Keep in mind that MapR streams being a first-class part of the file system means that you don’t need a separate cluster just for stream transport as you do with Kafka. Every stream in a MapR cluster is the equivalent of an entire cluster of Kafka brokers. You can have as many streams on a MapR cluster as you like, each containing hundreds of thousands of topics or more. The more familiar a person is with Kafka, the harder it can be for them to realize that with MapR you don’t need a separate cluster for stream transport; you stream messages on the same cluster where your Flink, Spark, or other applications are hosted. This reduces operational complexity by avoiding a network bottleneck. This difference was highlighted in a discussion about benchmarking Apache Flink on MapR streams that appeared in the book Introduction to Apache Flink by Friedman and Tzoumas (O’Reilly, 2016; see Chapter 5).

A final implication of MapR streams being built in to the MapR file system is the role of the data platform working in conjunction with Kubernetes orchestration of containerized applications. Using the same platform across your entire data fabric, you can persist state from containerized applications in any form you like: as streams, files, or tables. This capability avoids the need for a swarm of containerized Kafka clusters, separate file stores, HDFS clusters, and databases.

Now you’ve seen how you can put to use some of the key capabilities of the MapR platform. In the rest of this chapter, we give an overview of the technology underlying these capabilities to show you how it works.

How This Works: Core MapR Technology

Internally, all data in MapR-FS is stored in database-like structures called B-trees that coordinate the storage of data arranged as 8-kiB blocks. Each tree lives on only a single machine, but each one can reference other trees on other machines. By choosing the key and the data in these trees, it’s possible to implement an entire file system complete with directories and files. A tree can be a directory if the keys in the tree are file names and the values are references to files. These files are also trees whose keys are offsets and values are references to chunks. Each chunk is a tree with offsets for keys, and values are references to actual pages of storage.

▬▬▬

■ EXERCISE REQUIREMENTS:
A – Answer these from the MapR passage:
(i) In what size blocks does MapR-FS arrange stored data?
(ii) Which book included a discussion about benchmarking Apache Flink on MapR streams?
(iii) In what forms can state from containerized applications be persisted?
B – The MapR passage names several things whose need is avoided by using the same platform across the entire data fabric. List every one of them.
C – From the MapR passage, return the text starting at "Now you’ve seen" and ending at "how it works.".

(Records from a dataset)
▬▬▬

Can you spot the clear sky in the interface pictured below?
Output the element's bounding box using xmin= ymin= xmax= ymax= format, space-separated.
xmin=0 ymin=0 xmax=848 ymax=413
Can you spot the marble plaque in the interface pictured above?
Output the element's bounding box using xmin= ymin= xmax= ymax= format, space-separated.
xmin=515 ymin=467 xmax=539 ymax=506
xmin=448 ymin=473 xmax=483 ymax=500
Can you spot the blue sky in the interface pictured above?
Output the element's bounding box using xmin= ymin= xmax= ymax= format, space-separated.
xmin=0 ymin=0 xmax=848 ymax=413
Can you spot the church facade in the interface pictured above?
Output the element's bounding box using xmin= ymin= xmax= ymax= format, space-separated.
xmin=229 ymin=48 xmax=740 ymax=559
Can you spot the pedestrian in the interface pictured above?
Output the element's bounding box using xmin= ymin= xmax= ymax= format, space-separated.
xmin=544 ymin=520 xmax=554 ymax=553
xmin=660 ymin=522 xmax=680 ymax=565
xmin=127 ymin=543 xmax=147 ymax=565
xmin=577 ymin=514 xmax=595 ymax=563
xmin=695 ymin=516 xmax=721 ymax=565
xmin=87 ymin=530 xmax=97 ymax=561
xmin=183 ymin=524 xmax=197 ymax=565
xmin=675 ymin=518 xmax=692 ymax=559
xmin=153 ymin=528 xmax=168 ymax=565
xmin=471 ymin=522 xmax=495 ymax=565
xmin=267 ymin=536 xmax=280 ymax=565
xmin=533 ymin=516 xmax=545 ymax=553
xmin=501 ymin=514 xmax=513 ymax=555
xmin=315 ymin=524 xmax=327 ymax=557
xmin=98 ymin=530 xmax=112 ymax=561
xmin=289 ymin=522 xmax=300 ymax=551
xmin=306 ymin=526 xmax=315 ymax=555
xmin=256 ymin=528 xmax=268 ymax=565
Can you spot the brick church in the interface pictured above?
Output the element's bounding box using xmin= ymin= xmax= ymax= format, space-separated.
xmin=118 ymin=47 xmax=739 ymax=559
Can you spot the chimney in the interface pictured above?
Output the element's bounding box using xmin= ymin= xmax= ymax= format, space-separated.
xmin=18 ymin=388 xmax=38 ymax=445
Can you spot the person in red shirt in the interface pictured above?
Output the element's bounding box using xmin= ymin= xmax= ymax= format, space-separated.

▬▬▬

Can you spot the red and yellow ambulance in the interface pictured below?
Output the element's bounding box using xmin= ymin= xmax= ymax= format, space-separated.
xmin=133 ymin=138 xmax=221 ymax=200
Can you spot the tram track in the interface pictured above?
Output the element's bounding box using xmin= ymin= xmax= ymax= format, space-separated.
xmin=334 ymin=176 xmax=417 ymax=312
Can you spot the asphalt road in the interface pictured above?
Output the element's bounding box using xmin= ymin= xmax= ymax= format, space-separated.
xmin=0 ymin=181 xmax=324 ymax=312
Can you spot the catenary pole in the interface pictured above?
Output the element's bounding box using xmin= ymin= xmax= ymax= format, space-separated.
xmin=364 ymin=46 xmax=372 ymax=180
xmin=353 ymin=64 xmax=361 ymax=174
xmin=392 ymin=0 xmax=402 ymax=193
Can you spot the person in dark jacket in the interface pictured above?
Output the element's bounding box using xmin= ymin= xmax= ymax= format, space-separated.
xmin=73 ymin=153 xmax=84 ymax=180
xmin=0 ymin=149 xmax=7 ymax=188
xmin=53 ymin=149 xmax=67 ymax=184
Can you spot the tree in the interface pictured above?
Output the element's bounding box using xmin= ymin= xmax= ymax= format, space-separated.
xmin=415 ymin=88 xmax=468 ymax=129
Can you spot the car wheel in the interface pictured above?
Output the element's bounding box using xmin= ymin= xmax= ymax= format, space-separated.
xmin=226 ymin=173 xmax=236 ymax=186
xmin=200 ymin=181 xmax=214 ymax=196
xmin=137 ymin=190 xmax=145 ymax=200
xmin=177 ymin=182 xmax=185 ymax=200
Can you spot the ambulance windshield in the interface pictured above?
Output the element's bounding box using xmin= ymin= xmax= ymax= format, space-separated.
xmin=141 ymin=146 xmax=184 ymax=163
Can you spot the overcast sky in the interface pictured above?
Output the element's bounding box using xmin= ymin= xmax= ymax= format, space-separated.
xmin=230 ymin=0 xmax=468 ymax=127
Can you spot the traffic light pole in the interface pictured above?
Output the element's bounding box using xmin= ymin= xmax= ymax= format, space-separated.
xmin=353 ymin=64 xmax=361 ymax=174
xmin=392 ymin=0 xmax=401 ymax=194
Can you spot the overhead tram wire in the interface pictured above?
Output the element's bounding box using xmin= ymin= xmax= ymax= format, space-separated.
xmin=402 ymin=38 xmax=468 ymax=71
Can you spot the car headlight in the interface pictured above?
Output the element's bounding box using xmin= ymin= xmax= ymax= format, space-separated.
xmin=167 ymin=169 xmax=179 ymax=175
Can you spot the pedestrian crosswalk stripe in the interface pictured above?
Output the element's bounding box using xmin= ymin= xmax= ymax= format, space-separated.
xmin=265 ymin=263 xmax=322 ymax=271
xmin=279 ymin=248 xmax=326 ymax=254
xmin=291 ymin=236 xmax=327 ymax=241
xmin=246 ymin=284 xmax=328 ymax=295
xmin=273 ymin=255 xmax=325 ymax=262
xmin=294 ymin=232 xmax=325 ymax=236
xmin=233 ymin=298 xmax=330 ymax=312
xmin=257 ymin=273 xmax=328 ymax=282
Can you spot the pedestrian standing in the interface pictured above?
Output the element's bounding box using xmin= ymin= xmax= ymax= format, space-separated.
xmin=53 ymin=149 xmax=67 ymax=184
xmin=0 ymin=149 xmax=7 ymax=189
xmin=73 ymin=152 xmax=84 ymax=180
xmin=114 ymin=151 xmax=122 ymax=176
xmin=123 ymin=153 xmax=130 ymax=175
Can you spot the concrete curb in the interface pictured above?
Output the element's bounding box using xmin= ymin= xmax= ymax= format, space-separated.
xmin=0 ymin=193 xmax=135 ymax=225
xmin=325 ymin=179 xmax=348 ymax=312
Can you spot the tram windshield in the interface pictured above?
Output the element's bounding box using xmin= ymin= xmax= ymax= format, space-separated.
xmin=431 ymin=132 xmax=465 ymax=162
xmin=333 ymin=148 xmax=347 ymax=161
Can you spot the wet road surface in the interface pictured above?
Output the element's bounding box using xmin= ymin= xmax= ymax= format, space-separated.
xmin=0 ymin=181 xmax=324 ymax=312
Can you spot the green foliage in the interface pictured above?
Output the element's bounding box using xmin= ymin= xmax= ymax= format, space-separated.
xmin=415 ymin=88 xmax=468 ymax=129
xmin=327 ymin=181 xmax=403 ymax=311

▬▬▬

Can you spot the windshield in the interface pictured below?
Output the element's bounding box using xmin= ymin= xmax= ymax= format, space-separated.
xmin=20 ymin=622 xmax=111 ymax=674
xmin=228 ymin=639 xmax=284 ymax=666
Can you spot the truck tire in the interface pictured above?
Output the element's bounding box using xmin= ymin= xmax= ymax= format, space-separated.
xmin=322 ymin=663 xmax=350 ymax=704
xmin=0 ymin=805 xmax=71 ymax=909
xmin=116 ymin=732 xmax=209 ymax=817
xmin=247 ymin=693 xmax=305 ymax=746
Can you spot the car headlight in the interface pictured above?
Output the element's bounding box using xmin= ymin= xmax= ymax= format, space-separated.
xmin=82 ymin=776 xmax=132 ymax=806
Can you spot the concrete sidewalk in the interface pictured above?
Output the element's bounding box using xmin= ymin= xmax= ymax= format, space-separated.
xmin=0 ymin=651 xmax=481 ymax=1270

▬▬▬

■ EXERCISE RESPONSES:
A –
(i) 8-kiB blocks
(ii) Introduction to Apache Flink by Friedman and Tzoumas (O'Reilly, 2016; Chapter 5)
(iii) As streams, files, or tables

B –
- A swarm of containerized Kafka clusters
- Separate file stores
- HDFS clusters
- Databases

C –
Now you’ve seen how you can put to use some of the key capabilities of the MapR platform. In the rest of this chapter, we give an overview of the technology underlying these capabilities to show you how it works.